> _STATED GOAL_
The listing below should be written out exactly; please include all of it.

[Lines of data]
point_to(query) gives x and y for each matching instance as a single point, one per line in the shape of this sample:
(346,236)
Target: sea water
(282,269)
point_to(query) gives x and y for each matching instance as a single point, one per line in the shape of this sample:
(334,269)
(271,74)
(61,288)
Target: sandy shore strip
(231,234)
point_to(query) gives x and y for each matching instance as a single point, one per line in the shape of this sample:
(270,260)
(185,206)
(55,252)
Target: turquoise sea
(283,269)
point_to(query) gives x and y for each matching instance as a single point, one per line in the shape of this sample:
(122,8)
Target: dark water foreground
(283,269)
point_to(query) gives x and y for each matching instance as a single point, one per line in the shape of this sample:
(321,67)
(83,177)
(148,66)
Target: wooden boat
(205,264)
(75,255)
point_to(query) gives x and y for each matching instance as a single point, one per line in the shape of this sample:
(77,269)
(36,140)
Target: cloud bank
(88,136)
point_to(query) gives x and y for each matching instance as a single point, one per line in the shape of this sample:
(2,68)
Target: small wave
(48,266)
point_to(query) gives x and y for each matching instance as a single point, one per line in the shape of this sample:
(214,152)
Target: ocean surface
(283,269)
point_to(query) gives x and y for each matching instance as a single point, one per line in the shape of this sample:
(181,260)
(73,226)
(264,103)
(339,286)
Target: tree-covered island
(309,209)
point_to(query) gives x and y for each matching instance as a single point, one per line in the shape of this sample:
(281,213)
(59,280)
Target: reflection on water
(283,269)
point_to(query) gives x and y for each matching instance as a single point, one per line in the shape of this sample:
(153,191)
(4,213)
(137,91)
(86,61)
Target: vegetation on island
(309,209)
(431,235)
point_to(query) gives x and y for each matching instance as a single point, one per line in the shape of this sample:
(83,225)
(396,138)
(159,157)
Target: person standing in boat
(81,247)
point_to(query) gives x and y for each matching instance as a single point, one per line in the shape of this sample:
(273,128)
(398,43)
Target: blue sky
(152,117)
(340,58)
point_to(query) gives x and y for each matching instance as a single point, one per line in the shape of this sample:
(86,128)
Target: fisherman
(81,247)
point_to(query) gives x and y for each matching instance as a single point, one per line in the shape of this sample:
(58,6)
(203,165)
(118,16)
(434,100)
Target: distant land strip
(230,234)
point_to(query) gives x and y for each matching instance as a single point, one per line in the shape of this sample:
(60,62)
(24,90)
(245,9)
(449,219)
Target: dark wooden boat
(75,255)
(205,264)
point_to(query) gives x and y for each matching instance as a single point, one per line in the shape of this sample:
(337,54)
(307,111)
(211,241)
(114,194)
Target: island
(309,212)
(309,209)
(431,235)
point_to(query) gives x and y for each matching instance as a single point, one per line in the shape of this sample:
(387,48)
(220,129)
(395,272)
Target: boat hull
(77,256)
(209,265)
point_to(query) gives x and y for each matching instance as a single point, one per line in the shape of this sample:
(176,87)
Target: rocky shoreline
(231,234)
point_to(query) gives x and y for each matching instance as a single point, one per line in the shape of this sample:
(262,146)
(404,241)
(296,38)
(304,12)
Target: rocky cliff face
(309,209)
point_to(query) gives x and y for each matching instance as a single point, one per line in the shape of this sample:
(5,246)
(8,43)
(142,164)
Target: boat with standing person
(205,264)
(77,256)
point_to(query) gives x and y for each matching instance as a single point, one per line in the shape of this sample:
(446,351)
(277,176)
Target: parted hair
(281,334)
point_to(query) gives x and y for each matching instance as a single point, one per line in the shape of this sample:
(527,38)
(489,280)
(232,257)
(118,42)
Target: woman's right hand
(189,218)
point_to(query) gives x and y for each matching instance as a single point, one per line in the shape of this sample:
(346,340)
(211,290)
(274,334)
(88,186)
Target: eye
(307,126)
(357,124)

> _RESULT OF THIS EXERCISE_
point_to(query) gives x and y for each matching instance as a single point, one per line in the shape of this sample:
(346,236)
Target: sea water
(282,269)
point_to(query) gives x and y for each matching instance as a single point, one per line in the shape of this sample:
(334,269)
(271,74)
(61,288)
Target: sandy shore strip
(231,234)
point_to(query) gives x and y for each matching instance as a single point, one per line in the shape of this sample:
(270,260)
(185,206)
(55,252)
Target: turquoise sea
(283,269)
point_to(query) gives x and y for each matching instance as a single point, one per line in the shape of this sample:
(122,8)
Target: dark water foreground
(283,269)
point_to(query) gives x and y for each matching instance as a single point, one per line in the shape of this sample:
(321,67)
(83,177)
(148,66)
Target: wooden boat
(205,264)
(75,255)
point_to(query) gives x and y for each matching instance as a single point, one per line in the shape of this sample:
(77,269)
(36,140)
Target: cloud bank
(88,136)
point_to(query) gives x and y for each matching instance as a single point, one per line in the shape of this sample:
(2,68)
Target: small wave
(48,266)
point_to(query) gives x and y for each matching instance as a single point, one per line in the shape of this sample:
(214,152)
Target: ocean surface
(283,269)
point_to(query) gives x and y for each matching instance as a single point, one per line in the shape of this sample:
(181,260)
(73,226)
(264,103)
(339,286)
Target: tree-covered island
(309,209)
point_to(query) gives x and y for each matching instance as a single point, one per line in the shape of this sample:
(281,213)
(59,280)
Target: reflection on water
(283,269)
point_to(query) gives x and y for each matching instance as a single point, one per line in the shape of this sample:
(153,191)
(4,213)
(137,91)
(86,61)
Target: vegetation on island
(309,209)
(431,235)
point_to(query) gives x and y for each matching instance as a single point, one per line in the shape of this sample:
(83,225)
(396,138)
(159,157)
Target: person standing in boat
(81,247)
point_to(query) gives x and y for each matching instance as a single point, one per line in the shape of this sample:
(273,128)
(398,43)
Target: blue sky
(152,117)
(340,58)
point_to(query) gives x and y for each matching instance as a single point, one per line in the shape of this sample:
(86,128)
Target: fisherman
(81,247)
point_to(query) gives x and y for each matching instance as a single point, one per line in the shape of this sample:
(58,6)
(203,165)
(118,16)
(434,100)
Target: distant land strip
(230,234)
point_to(query) gives x and y for each matching instance as a single point, one per line in the shape of this sample:
(60,62)
(24,90)
(245,9)
(449,219)
Target: dark wooden boat
(75,255)
(205,264)
point_to(query) gives x and y for each matching instance as a single point, one per line in the shape of this sample:
(337,54)
(307,111)
(211,241)
(114,194)
Target: island
(309,212)
(309,209)
(431,235)
point_to(query) gives x and y for each matching instance as a single point, one per line in the shape of this sample:
(387,48)
(220,129)
(395,272)
Target: boat hull
(77,256)
(209,265)
point_to(query) gives x and y for each matching instance as a single point, one per line in the shape of this sample:
(176,87)
Target: rocky shoreline
(231,234)
point_to(query) gives x and y for each matching instance as a single point, one per line in the shape of this sample:
(262,146)
(404,241)
(296,38)
(304,12)
Target: rocky cliff face
(309,209)
point_to(query) gives x and y for each matching instance as a single point, one per line in the shape of this sample:
(5,246)
(8,43)
(142,164)
Target: boat with standing person
(205,264)
(77,256)
point_to(query) gives x and y for each matching instance as a single point, one per line in the shape of this sample:
(446,351)
(277,176)
Target: parted hair
(281,334)
point_to(query) gives x and y for each matching instance as a single point, one per line in the shape of this sample:
(527,38)
(489,280)
(232,257)
(118,42)
Target: woman's right hand
(189,218)
point_to(query) gives x and y for each matching instance as a single point, one per line in the shape of this sample:
(346,340)
(211,290)
(274,334)
(88,186)
Target: eye
(307,126)
(357,124)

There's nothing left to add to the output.